Exercise instructions -
Retype every line of the records below verbatim, leaving out the pictures.

Data in this exercise -
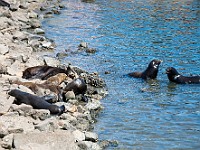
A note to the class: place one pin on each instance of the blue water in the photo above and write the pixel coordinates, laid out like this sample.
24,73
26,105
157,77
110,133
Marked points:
127,35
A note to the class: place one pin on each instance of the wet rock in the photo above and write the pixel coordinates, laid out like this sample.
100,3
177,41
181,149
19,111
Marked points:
3,130
50,124
65,125
32,15
14,7
23,109
79,136
47,44
34,23
41,114
3,49
7,141
5,102
87,145
17,124
93,105
51,61
39,31
91,136
16,69
70,95
45,140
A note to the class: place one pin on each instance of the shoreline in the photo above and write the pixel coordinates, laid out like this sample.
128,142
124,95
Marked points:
21,126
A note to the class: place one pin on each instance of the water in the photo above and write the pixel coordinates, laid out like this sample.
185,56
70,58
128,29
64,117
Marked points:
128,34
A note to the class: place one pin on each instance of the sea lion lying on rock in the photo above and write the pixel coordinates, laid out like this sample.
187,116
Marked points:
4,3
78,86
176,77
44,72
35,101
40,89
150,73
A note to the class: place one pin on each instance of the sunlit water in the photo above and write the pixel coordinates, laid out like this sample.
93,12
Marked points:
128,34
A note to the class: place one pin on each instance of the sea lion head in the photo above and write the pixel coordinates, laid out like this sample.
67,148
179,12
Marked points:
155,63
172,73
71,73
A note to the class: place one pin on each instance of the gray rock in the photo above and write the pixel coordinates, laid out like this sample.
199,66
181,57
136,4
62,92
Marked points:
65,125
7,141
32,15
39,31
14,7
46,44
41,114
51,61
68,117
34,23
17,124
23,109
78,135
93,105
5,102
4,49
3,130
70,95
87,145
50,124
91,136
62,140
83,45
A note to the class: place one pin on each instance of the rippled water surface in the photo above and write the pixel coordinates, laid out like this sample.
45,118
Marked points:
128,34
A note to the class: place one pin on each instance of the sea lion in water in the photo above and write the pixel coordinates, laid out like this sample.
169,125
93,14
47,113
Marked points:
150,73
78,86
36,101
44,72
176,77
4,3
57,79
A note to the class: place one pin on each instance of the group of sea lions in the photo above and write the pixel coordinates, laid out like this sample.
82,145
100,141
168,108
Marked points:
53,77
172,74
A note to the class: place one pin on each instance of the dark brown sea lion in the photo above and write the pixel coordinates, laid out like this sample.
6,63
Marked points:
150,73
176,77
36,88
57,79
78,86
4,3
36,102
44,72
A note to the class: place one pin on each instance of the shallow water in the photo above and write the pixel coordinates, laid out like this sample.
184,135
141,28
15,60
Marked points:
128,34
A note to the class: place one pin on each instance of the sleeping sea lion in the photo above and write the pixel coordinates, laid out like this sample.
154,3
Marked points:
176,77
4,3
36,101
78,86
44,72
150,73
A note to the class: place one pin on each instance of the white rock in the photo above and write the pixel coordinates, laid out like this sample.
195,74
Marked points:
3,49
78,135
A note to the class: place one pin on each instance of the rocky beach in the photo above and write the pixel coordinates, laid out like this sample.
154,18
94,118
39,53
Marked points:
23,44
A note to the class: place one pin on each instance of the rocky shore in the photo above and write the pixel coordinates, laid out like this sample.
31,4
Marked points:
22,45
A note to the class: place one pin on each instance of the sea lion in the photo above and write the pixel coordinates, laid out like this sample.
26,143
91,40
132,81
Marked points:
4,3
78,86
36,101
150,73
176,77
57,79
44,72
39,89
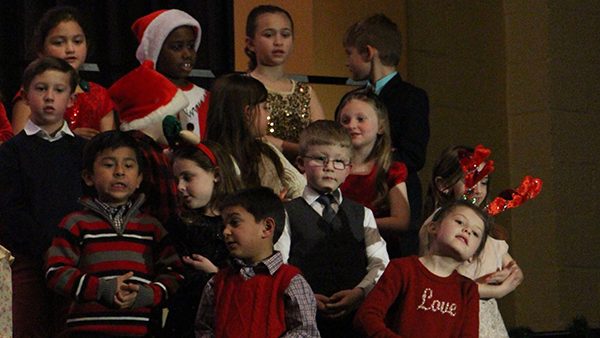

Correct output -
A note to the class: place one pin on each instance of the blue water in the photo above and write the pixel coordinates, laid out like this sample.
24,73
26,105
157,77
110,133
Marked points:
127,35
A note to the class: place one pin on each instance of the wet rock in the photo above and write the pixel coordinates, laid out like this sample.
100,3
177,41
181,149
19,111
Marked points:
3,130
50,124
65,125
32,15
14,7
23,109
79,136
47,44
34,23
41,114
3,49
7,141
5,102
87,145
17,124
93,105
51,61
39,31
91,136
16,69
70,95
45,140
A note to the class: place one pin on each instance of the shoreline in the photo above and write the pixel coordinates, laid out like this sample.
128,142
124,95
Marked points:
21,126
A note to the class: place one pin on each instance of the water in the photo above and write the pixel coordinates, laid out like this sample.
185,56
70,58
128,29
64,117
Marked points:
128,34
A note to the class: place one pin on each instance of the sea lion lying on rock in the photo above and write the pixel coordinates, laid out like this sample.
187,116
Marked points:
4,3
78,86
176,77
44,72
35,101
40,89
150,73
A note to the class: place one pin on each instance of the sunlit water in the photo above and write the pixel coordinates, laid out like this sample.
93,12
Marked points:
128,34
A note to the class: place one pin on each instance of the sea lion head in the photo above and write the pixel coordinates, laid out like this sample.
67,148
179,12
Marked points:
155,63
172,73
71,73
A note to the class: place one pin on each instance of the gray rock in the photo above and write the pixel coordinates, laid out like this sample.
199,66
181,57
136,4
62,92
Marked points:
65,125
7,141
32,15
39,31
14,7
46,44
41,114
51,61
68,117
34,23
17,124
23,109
78,135
93,105
5,102
4,49
3,130
70,95
87,145
50,124
91,136
62,140
83,45
A note to the class: place one pin on each instance of the rippled water surface in the photo above and write the pixel coordinates, laid out like this sample.
45,118
Marked points:
128,34
A note to the class: place one pin on each instance of the sea lion in water in the photo above and write the pixel coordinates, laid out like this sample.
169,125
93,14
47,113
Marked points:
150,73
78,86
36,101
44,72
176,77
4,3
57,79
A note to the class: place one pin on each instance of the group of sea lions in the photo above and write the pixel coordinates, laid out like this sample.
82,145
100,141
168,108
Marked points:
53,77
172,74
A note to the class: place one pin on each instance of the dark brown sea lion in the photo above and write the pixel coordinates, laid out like this sample.
6,63
Marked points:
150,73
176,77
36,88
57,79
78,86
4,3
36,102
44,72
A note to the class: place one pin on each instance of the shallow water in the photo above and write the pixel coordinates, laid out like this sample.
184,135
141,28
15,60
Marked points:
128,34
A note to the class: place one pin on each instance of the sleeping sea lion in the photo above and write the pixel coordinates, laid out like this sample.
154,3
Marked points:
176,77
4,3
36,101
78,86
44,72
150,73
A note to the class: place one pin on each instance of the white rock in the photo above and write the pixel coordinates, laid out like this sample.
195,74
Marked points:
3,49
78,135
A note to the class: place one pin on each instance of the rocky beach in the photo above and write the pixel coordinates, laid out like this sample.
154,18
94,118
39,53
Marked points:
23,44
A note to the class: place one pin on each instance of the rocky shore in the photo above and write the pixel coordinates, laid out like this sample.
31,4
Marked points:
22,45
A note to the class: place one pin on each instance of the sea lion in the photo above and write the pixel coordinates, laid out like this sample.
26,143
91,40
132,81
Marked points:
4,3
78,86
36,101
150,73
176,77
57,79
44,72
39,89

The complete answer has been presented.